EXERCISE -
With the line containing "Query: dark vest" as the start and the line containing "Need: a pin on each instance of the man's" as the end, transcribe that span of the entries below exactly, including both.

--------------------

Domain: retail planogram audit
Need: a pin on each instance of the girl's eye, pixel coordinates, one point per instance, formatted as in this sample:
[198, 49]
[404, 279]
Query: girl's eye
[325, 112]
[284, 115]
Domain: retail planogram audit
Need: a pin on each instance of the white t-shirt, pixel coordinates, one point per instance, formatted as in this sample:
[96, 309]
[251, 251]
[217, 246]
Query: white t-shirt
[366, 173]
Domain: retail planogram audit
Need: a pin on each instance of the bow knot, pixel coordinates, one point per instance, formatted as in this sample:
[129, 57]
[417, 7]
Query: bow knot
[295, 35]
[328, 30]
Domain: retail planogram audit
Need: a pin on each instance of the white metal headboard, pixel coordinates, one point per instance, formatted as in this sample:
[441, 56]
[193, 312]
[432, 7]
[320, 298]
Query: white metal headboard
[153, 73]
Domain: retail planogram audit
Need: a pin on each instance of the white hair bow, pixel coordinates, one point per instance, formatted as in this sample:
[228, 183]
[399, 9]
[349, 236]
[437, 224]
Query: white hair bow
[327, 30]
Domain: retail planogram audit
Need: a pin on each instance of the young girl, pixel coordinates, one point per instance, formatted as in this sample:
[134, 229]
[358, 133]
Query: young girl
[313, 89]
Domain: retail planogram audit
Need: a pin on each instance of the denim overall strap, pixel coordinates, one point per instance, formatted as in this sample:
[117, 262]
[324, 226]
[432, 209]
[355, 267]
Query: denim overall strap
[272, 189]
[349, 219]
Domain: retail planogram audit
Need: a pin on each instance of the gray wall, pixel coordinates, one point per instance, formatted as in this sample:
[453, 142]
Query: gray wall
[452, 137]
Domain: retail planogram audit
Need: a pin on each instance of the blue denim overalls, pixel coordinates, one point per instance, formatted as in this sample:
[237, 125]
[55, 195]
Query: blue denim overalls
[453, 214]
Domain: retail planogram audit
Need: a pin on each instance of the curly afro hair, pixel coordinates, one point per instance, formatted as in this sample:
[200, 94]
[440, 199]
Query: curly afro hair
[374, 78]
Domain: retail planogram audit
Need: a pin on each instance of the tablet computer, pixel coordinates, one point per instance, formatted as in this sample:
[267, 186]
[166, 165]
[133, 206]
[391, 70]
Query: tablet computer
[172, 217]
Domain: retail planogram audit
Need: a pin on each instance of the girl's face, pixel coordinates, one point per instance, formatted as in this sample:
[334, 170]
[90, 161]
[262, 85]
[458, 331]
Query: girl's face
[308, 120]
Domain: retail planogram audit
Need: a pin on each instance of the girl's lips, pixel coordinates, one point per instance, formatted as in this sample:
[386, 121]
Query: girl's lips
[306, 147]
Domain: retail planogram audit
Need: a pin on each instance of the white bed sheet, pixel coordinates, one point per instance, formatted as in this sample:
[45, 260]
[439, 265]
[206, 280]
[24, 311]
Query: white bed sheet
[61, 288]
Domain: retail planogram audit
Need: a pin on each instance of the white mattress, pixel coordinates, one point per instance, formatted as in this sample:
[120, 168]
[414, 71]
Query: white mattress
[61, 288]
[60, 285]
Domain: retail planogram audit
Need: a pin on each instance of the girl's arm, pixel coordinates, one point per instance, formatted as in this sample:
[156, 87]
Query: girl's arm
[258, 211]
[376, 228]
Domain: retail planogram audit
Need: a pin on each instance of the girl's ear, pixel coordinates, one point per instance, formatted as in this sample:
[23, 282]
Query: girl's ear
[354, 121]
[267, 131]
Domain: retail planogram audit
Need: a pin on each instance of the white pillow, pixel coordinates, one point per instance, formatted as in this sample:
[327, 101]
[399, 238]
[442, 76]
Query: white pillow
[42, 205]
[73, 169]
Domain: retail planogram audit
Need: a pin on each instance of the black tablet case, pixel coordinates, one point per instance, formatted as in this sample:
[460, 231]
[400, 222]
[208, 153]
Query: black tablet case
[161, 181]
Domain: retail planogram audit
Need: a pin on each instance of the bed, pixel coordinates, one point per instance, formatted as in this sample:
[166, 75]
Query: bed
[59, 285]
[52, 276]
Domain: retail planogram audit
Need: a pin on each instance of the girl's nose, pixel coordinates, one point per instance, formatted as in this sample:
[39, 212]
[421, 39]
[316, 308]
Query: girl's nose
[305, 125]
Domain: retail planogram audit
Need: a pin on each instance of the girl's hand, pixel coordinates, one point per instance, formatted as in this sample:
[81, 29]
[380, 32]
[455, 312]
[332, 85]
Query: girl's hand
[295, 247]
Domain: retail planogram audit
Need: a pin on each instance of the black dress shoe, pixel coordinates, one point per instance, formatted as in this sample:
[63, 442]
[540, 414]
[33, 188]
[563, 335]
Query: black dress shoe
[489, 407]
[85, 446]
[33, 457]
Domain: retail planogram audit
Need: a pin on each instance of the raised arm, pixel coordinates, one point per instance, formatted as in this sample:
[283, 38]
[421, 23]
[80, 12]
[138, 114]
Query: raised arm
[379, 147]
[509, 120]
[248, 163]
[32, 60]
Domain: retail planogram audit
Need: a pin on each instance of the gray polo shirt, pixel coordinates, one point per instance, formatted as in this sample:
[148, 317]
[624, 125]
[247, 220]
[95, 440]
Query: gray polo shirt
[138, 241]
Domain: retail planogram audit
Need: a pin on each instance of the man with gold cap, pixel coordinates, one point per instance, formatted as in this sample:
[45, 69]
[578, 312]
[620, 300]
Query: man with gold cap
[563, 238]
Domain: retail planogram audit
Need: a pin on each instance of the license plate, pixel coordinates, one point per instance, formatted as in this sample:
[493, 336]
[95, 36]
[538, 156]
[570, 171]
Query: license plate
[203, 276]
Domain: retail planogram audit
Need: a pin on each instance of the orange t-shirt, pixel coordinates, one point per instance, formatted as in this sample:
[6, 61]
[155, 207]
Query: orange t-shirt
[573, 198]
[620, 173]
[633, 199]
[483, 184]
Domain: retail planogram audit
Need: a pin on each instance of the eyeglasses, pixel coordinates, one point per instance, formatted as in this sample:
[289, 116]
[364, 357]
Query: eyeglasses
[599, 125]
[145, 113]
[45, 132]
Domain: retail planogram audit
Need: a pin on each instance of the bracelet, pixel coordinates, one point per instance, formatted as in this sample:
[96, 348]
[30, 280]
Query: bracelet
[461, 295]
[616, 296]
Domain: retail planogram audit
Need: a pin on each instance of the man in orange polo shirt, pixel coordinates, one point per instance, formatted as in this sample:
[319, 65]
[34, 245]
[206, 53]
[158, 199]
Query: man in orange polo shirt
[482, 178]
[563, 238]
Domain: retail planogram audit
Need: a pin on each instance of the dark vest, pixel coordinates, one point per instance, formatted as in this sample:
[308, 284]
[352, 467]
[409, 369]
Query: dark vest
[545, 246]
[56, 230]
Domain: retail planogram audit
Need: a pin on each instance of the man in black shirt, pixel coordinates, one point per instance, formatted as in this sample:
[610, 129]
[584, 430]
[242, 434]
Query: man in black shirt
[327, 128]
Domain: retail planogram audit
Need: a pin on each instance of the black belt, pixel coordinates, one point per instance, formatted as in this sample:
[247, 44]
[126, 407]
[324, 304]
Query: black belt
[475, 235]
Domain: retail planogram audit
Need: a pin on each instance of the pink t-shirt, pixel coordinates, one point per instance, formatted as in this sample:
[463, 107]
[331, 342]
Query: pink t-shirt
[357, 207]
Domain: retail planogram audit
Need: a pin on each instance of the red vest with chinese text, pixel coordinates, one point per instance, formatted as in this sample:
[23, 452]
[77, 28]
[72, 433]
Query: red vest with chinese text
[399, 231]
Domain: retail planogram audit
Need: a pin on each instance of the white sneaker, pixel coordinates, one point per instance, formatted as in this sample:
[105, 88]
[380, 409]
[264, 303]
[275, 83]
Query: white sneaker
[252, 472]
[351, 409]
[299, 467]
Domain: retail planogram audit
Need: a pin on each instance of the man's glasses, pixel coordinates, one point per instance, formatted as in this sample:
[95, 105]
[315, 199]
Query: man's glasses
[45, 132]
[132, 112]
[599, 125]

--------------------

ANSWER TO THIS TASK -
Query: dark vest
[545, 246]
[56, 230]
Domain: retail planogram audit
Need: a pin on each instance of the man in black shirt, pixel coordinates, one point per instance, formatted as in this sample:
[610, 129]
[584, 430]
[242, 434]
Query: man in black shirt
[327, 128]
Domain: retail planogram audit
Need: a pin on each instance of the black belt, pixel coordinates, one point per instance, formatted as in this sample:
[247, 44]
[126, 407]
[324, 304]
Query: black belt
[475, 235]
Domain: retail planogram audit
Need: a pin on each instance of the pink t-shirt, pixel coordinates, one point per instance, formatted as in this sample:
[463, 107]
[331, 342]
Query: pink t-shirt
[357, 207]
Domain: retail planogram audit
Need: a pin on each instance of the red vest with chinese text, pixel coordinates, one point per instance, formatted as in this sample:
[23, 452]
[77, 28]
[72, 433]
Query: red vest with chinese text
[399, 231]
Domain: retail planogram audit
Need: a pin on each instance of the white sneaker, pixel coordinates, one point per instance, formatted as in this sample:
[105, 88]
[380, 409]
[264, 303]
[275, 83]
Query: white sneaker
[252, 472]
[351, 409]
[299, 467]
Domain: retail planogram audit
Need: a pin on each instance of the man's glasses, pixel coordinates, one point per instance, formatted as in this sample:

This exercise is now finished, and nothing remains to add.